Data supplied
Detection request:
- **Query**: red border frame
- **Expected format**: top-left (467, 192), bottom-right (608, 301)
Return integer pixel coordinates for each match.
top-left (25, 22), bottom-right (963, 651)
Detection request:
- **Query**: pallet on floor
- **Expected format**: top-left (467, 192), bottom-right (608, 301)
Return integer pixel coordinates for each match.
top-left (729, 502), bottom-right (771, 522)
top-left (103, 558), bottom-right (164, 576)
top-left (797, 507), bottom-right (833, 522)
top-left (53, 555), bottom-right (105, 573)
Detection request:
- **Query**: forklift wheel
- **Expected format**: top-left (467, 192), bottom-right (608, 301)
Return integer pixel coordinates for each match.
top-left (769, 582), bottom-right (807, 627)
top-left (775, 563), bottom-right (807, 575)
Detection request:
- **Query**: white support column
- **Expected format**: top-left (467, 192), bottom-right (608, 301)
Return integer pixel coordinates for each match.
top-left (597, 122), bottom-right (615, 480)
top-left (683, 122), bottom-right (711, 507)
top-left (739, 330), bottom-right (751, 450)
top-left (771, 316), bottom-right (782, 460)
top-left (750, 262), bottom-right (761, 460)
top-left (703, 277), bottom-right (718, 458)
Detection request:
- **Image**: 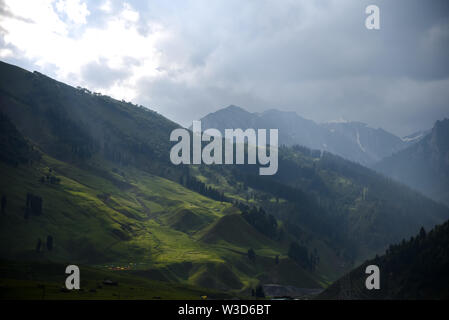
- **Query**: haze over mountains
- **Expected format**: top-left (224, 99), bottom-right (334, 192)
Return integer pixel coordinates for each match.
top-left (201, 105), bottom-right (419, 165)
top-left (0, 63), bottom-right (449, 298)
top-left (374, 119), bottom-right (449, 205)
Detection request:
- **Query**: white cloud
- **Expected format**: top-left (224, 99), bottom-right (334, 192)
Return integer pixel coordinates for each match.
top-left (100, 0), bottom-right (112, 13)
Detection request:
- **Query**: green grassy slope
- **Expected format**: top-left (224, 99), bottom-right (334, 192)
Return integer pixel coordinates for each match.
top-left (0, 149), bottom-right (319, 293)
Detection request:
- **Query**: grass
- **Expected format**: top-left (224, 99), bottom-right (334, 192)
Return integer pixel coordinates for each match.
top-left (0, 155), bottom-right (318, 299)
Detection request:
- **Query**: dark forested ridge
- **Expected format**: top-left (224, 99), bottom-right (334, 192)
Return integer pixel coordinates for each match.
top-left (0, 63), bottom-right (449, 296)
top-left (318, 221), bottom-right (449, 299)
top-left (374, 119), bottom-right (449, 205)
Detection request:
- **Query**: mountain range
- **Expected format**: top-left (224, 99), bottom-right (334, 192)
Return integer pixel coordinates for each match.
top-left (0, 62), bottom-right (449, 299)
top-left (200, 105), bottom-right (419, 165)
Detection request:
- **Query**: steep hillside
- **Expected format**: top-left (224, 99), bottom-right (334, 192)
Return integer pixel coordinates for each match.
top-left (0, 64), bottom-right (321, 294)
top-left (318, 222), bottom-right (449, 300)
top-left (375, 119), bottom-right (449, 204)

Goal
Transcribe the entire listing above word for word, from its first line to its last, and leave out the picture.

Right answer
Detection request:
- **Query**: red border frame
- **Expected format**: top-left (467, 192), bottom-right (608, 301)
Return integer pixel coordinates for each match.
top-left (25, 22), bottom-right (963, 651)
Detection request:
- **Query**: pallet on floor
- **Expected format**: top-left (467, 192), bottom-right (608, 301)
Return integer pixel coordinates for each match.
top-left (729, 502), bottom-right (771, 522)
top-left (103, 558), bottom-right (164, 576)
top-left (797, 507), bottom-right (833, 522)
top-left (53, 555), bottom-right (105, 573)
Detection request:
- **Query**: forklift wheel
- **Expected format**: top-left (467, 192), bottom-right (608, 301)
Return integer pixel coordinates for each match.
top-left (769, 582), bottom-right (807, 627)
top-left (775, 563), bottom-right (807, 575)
Detection request:
- **Query**: white support column
- **Expected format**: top-left (467, 192), bottom-right (608, 301)
Return integer pixel coordinates for each match.
top-left (597, 122), bottom-right (615, 480)
top-left (683, 122), bottom-right (711, 507)
top-left (739, 330), bottom-right (751, 450)
top-left (771, 316), bottom-right (782, 460)
top-left (750, 262), bottom-right (761, 460)
top-left (703, 277), bottom-right (718, 458)
Detection request:
- **Image**: 
- **Query**: haze over mountains
- **Expected format**: top-left (224, 99), bottom-right (334, 192)
Return integer pixel coordinates for each match.
top-left (201, 105), bottom-right (419, 165)
top-left (0, 63), bottom-right (449, 298)
top-left (374, 119), bottom-right (449, 205)
Detection request:
- **Query**: white cloud
- **Expected format**: top-left (224, 99), bottom-right (334, 192)
Return integer pixel coordinates for each match.
top-left (100, 0), bottom-right (112, 13)
Detection request:
- **Query**: green grassy slope
- **Expected format**: top-left (224, 99), bottom-right (334, 192)
Return integer pixel coordinates for each match.
top-left (0, 149), bottom-right (319, 293)
Detection request:
- **Query**: grass
- **Expected format**: top-left (224, 99), bottom-right (334, 192)
Return integer pixel coordinates for each match.
top-left (0, 155), bottom-right (318, 299)
Detection request:
- **Query**: dark forested ridge
- **Expected format**: top-left (224, 99), bottom-right (334, 192)
Return integer pixel coordinates for each match.
top-left (0, 63), bottom-right (449, 296)
top-left (318, 221), bottom-right (449, 299)
top-left (374, 119), bottom-right (449, 205)
Detection request:
- **Query**: mountain range
- **Expected format**: top-left (224, 99), bottom-right (334, 192)
Return integer pixel coordinates for each match.
top-left (0, 62), bottom-right (449, 299)
top-left (200, 105), bottom-right (419, 165)
Detection request:
- **Query**: steep hillside
- **Expected format**: top-left (224, 99), bottom-right (334, 192)
Return integer pixel coordinates for each match.
top-left (0, 64), bottom-right (321, 294)
top-left (318, 222), bottom-right (449, 300)
top-left (375, 119), bottom-right (449, 204)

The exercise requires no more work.